AVAILABLE DATA START

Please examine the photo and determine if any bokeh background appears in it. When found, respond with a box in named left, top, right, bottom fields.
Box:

AVAILABLE DATA END
AVAILABLE DATA START

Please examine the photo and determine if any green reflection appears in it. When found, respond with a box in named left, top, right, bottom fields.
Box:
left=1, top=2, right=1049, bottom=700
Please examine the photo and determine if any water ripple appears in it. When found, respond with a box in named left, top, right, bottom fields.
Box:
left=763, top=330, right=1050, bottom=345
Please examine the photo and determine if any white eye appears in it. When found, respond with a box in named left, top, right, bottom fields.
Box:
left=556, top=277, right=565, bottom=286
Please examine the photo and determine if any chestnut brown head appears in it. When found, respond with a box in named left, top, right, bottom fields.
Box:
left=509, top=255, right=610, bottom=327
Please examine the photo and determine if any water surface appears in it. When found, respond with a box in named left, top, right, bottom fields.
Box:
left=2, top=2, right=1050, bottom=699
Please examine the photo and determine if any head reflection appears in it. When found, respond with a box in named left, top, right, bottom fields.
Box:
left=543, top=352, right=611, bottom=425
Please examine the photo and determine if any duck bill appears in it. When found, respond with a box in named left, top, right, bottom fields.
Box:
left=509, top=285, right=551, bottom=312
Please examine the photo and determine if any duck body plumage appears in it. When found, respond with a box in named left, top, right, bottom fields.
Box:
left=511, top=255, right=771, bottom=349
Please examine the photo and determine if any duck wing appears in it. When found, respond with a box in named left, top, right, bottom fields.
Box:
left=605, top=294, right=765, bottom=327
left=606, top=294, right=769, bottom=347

AVAILABLE DATA END
AVAILABLE DATA START

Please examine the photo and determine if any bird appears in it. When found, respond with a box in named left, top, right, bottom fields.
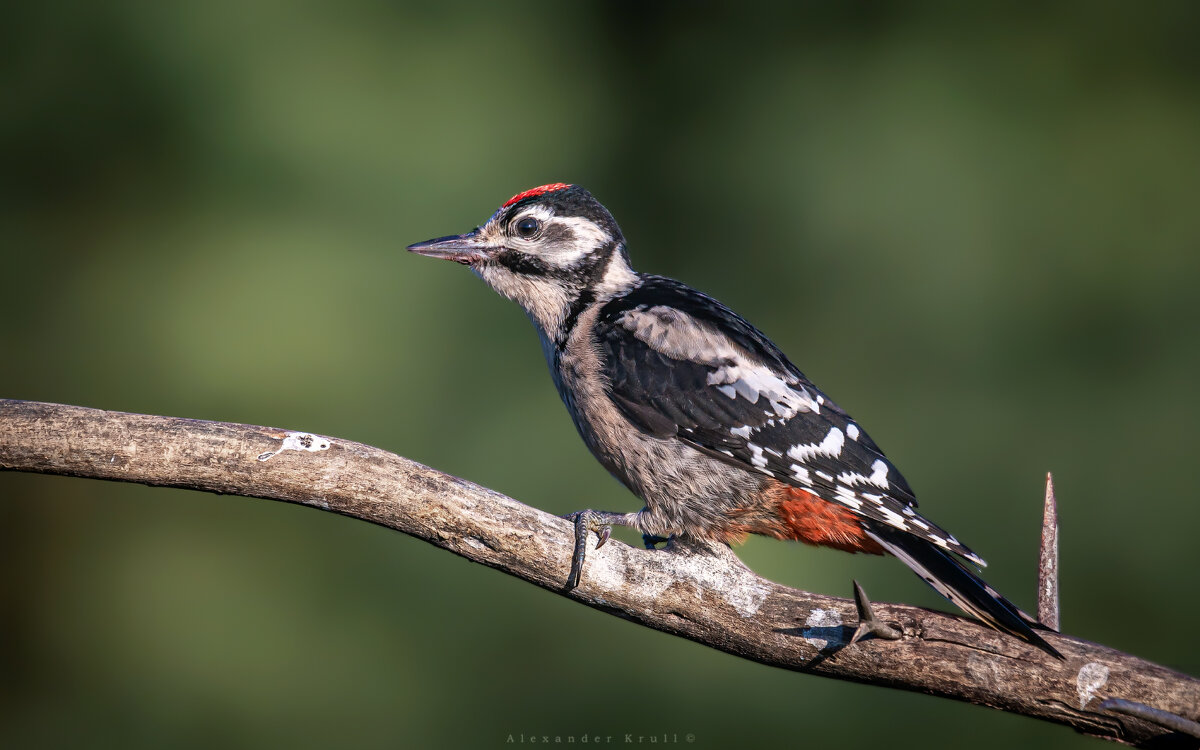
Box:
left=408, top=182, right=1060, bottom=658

AVAILABLE DATA END

■ ACTION ITEM ■
Please copy each line of the records above that holds the word "duck".

■ COMPLETED EXERCISE ■
Please examine the photo and determine if any duck bill appears in it. When found, respond with a box in named left, top, right, bottom fields.
Please examine the photo and determine if any duck body plumage appears in it. When found, respond with a box in named left, top, right, bottom fields.
Please examine the photo and determine if any duck wing appears in it. When found, respond with a box in named left, top, right, bottom fields.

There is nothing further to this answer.